[BEGIN LISTING]
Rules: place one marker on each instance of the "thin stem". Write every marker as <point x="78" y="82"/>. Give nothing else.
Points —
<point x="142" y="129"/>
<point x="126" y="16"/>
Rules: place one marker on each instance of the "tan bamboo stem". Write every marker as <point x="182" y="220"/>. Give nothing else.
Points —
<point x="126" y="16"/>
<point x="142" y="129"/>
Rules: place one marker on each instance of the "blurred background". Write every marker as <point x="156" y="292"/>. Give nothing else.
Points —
[END LISTING]
[BEGIN LISTING]
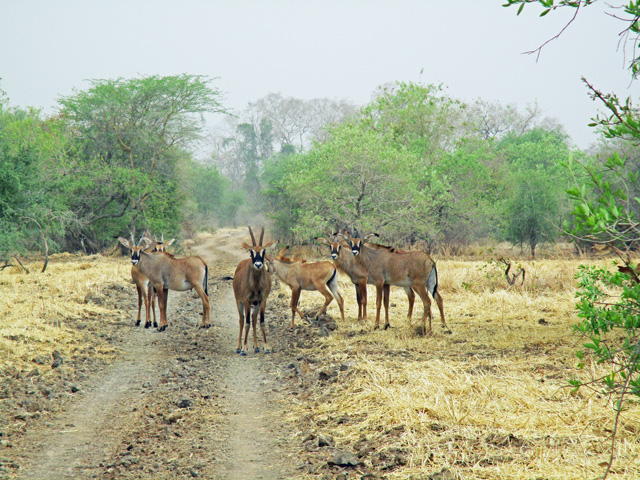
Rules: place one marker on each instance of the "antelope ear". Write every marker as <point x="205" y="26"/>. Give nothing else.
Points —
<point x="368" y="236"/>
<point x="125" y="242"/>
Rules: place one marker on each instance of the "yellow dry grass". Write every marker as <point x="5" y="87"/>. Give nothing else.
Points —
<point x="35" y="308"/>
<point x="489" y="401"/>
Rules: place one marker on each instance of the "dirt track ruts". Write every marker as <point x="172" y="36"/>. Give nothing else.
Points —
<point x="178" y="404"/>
[END LISTING]
SHORT PROBLEM.
From the material above, extract each line that contains the word "Give". Treat the match as case-sensitive.

WRITTEN SOLUTION.
Rules: place one marker on each instance of the "thin stem". Write every marker as <point x="78" y="82"/>. Give nothing else.
Rules: place one marker on each instance of the "tan bamboo stem". Write every marker as <point x="182" y="220"/>. Give nothing else.
Rules: place one marker on each instance of the "blurred background". Write every marker as <point x="156" y="292"/>. Give nothing else.
Rules: place one marker on each instance of the "antelope ear". Write every marker as <point x="205" y="26"/>. Give nothing else.
Rules: place one marker on each instance of the "yellow dry grass". Write every marker as <point x="5" y="87"/>. Give nothing else.
Rules: place one marker on each instance of the "dirt track ruts". Write every marker as <point x="172" y="36"/>. Give nothing else.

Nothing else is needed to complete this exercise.